PASSAGE SHOWN
*** Begin section ***

Adrenergic Autoantibody‐Induced Postural Tachycardia Syndrome in Rabbits, 2019, Li et al

“I hope you are not going to say muscarinic”.
I don't think these authors are saying 'muscarinic'. They worked with adrenergic autoantibodies. As far as I can see they are different things.

The authors suggest that these have autoantibodies been found in all POTS patients tested by one group in small studies. and that it isn't known if healthy individuals are just as likely to have the antibodies to adrenergic receptors.

Is the latter point, that the prevalence of these adrenergic autoantibodies isn't known in healthy people, correct?

What evidence have you seen Jonathan that suggests the levels of adrenergic autoantibodies in people with ME and healthy people are similar? I expect there is something, but it would be good to be reminded what it is.

It is possible that there are different antibodies in ME but then the assays are not showing that up so the ME antibodies might be any sort of antibodies, unrelated to adrenergic or muscarinic receptors- so we are back to first base.

*** End section ***

TASKS AND EXERCISES
1) Please retype the post on adrenergic autoantibodies, everything from "I don't think" down to "to adrenergic receptors.".
2) Answer these questions about the post on adrenergic autoantibodies:
(a) What kind of autoantibodies did the authors work with?
(b) According to the title, in what animals was the syndrome induced?
(c) Whom does the writer ask for evidence on autoantibody levels in people with ME and healthy people?
3) Write the next part of the post on adrenergic autoantibodies, starting after its last sentence.
The entries are unrelated to the post on adrenergic autoantibodies.

SUPPLIED ENTRIES
*** Begin section ***

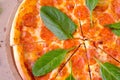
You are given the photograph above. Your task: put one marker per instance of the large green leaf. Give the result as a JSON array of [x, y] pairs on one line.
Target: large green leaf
[[49, 61], [110, 71], [57, 22]]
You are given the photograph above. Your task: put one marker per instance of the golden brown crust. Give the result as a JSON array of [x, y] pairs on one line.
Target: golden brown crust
[[19, 60], [27, 50]]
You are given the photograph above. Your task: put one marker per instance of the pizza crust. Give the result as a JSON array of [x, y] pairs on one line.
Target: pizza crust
[[19, 60]]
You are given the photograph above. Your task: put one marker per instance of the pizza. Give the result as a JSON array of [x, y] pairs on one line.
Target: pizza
[[67, 39]]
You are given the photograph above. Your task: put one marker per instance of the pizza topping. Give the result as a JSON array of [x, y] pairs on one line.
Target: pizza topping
[[70, 77], [30, 20], [106, 35], [46, 34], [70, 43], [91, 4], [70, 5], [50, 2], [81, 12], [57, 22], [49, 61], [26, 37], [105, 19], [115, 28], [116, 7], [109, 71]]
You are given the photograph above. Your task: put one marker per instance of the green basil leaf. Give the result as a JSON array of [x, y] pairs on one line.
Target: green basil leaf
[[91, 4], [116, 32], [57, 22], [114, 26], [110, 71], [49, 61], [70, 77]]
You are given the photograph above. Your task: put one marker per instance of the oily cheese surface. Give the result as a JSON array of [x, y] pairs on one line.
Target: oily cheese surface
[[31, 39]]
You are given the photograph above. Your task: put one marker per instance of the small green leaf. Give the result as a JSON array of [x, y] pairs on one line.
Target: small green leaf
[[91, 4], [116, 32], [109, 71], [57, 22], [114, 26], [70, 77], [49, 61]]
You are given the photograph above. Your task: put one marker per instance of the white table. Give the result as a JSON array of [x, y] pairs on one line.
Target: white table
[[8, 7]]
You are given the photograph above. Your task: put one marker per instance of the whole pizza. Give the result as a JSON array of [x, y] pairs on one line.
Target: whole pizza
[[67, 39]]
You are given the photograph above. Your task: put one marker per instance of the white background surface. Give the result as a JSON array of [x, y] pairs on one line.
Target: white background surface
[[7, 9]]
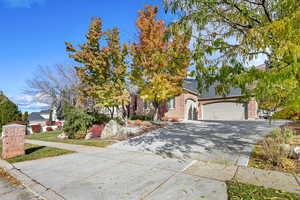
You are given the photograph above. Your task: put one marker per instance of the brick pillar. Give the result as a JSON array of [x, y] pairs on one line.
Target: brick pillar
[[252, 109], [13, 141]]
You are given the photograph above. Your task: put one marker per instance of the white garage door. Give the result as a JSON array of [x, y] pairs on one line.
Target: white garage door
[[224, 111]]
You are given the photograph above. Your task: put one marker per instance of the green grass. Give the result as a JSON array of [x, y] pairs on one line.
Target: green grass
[[34, 152], [242, 191], [52, 137]]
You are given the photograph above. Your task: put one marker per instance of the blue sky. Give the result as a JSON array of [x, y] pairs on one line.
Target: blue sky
[[33, 32]]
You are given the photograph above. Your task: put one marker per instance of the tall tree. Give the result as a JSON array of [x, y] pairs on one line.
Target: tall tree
[[229, 34], [160, 60], [104, 66]]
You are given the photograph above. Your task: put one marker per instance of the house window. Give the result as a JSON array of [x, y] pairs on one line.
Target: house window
[[171, 103]]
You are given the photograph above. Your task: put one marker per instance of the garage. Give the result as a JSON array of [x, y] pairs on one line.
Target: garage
[[224, 111]]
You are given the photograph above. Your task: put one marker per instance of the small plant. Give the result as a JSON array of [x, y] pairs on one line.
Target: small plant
[[77, 120], [36, 128]]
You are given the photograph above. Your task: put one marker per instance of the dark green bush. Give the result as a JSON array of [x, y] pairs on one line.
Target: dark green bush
[[142, 117]]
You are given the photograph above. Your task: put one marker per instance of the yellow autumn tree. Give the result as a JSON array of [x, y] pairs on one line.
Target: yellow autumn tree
[[104, 67], [160, 59]]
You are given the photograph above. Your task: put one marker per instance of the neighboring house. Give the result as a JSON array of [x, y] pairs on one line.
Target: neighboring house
[[207, 106], [36, 118], [42, 116]]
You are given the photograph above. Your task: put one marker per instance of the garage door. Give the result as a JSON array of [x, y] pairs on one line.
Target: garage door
[[224, 111]]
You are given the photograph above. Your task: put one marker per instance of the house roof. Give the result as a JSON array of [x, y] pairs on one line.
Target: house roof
[[35, 116], [192, 85]]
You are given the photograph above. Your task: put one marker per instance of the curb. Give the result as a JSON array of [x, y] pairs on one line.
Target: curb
[[30, 184]]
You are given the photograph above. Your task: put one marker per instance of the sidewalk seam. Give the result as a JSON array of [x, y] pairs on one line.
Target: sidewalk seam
[[165, 181]]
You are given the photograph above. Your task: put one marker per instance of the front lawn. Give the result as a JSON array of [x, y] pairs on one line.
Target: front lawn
[[34, 152], [242, 191], [52, 137]]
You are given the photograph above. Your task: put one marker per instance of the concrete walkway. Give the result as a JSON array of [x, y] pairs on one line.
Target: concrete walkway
[[107, 173], [10, 191], [101, 173]]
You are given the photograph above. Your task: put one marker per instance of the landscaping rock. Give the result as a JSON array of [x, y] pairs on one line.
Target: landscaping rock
[[296, 153], [96, 130], [62, 136], [89, 136], [112, 129], [286, 148]]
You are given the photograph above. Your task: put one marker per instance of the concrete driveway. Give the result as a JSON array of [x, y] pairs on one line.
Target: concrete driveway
[[220, 141], [110, 174]]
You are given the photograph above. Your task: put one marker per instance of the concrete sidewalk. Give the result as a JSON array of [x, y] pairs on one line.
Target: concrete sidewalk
[[10, 191], [107, 173]]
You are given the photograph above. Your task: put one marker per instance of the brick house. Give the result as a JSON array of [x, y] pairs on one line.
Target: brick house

*** End section ***

EXERCISE RESULTS
1)
I don't think these authors are saying 'muscarinic'. They worked with adrenergic autoantibodies. As far as I can see they are different things.

The authors suggest that these have autoantibodies been found in all POTS patients tested by one group in small studies. and that it isn't known if healthy individuals are just as likely to have the antibodies to adrenergic receptors.

2)
(a) Adrenergic autoantibodies.
(b) Rabbits.
(c) Jonathan.

3)
My question that prompted this answer wasn't whether there are different antibodies, but whether the same antibodies, and even the same levels of the same antibodies, might have different effects in healthy people and people with ME. Maybe if there was something different about the receptors, or what happens when the antibodies bind to the receptors?
 
So i looked up a lot of studies again for graves disease and rituximab. For me it still seems to only help with the graves opthalmopathy and not the disease itself. Also it seems strange to me why you would prefer a medical removal of a life dependant gland instead of trying to treat it with other options like rituximab if it would work that great. Because why would you prefer to make a patient lifelong dependant on medical substitution when you could save the organ otherwise. Also its a strange coincidence that a lot of patients in graves disease start with a normal infection just like so many cfs patients report. I still stand by my assumption that graves disease and cfs have a lot in common in how they operate as a disease. You get a normal viral / intracellular bacterial infection, the body wants to help you but builds autoantibodies who act like hormones in the process via molecular mimicry.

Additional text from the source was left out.